__Work instruction__. In the entries below, find the string "grass" and return each line holding it.

__Records to process__.
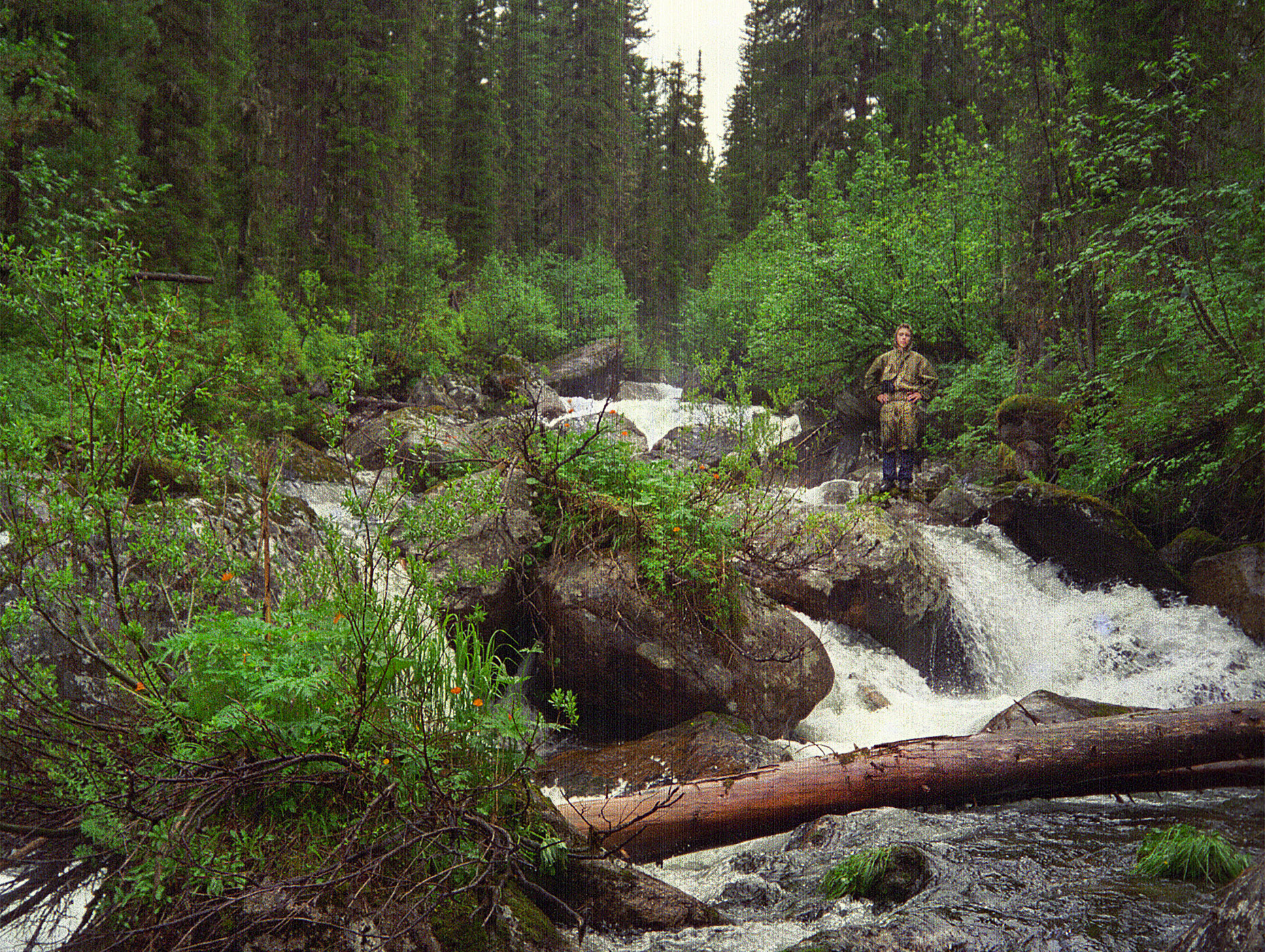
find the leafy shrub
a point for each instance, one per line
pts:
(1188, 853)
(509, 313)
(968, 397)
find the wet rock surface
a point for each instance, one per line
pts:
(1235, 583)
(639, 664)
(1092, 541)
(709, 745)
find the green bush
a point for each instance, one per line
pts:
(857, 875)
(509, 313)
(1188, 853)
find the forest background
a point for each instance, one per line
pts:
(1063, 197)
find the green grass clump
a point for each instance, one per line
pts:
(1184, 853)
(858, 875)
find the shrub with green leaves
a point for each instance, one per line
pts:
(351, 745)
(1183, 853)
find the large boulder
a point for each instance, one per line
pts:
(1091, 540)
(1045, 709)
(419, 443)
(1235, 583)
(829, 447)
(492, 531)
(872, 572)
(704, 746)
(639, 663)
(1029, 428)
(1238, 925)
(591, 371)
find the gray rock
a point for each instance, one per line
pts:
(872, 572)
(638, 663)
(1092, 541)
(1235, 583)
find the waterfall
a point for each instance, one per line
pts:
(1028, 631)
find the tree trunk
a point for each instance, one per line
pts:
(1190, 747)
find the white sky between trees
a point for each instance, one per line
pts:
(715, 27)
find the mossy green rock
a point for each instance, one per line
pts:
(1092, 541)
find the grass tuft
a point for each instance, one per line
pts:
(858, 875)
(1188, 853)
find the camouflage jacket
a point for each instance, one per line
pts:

__Response to this task__.
find the green grass clump
find the grass tuft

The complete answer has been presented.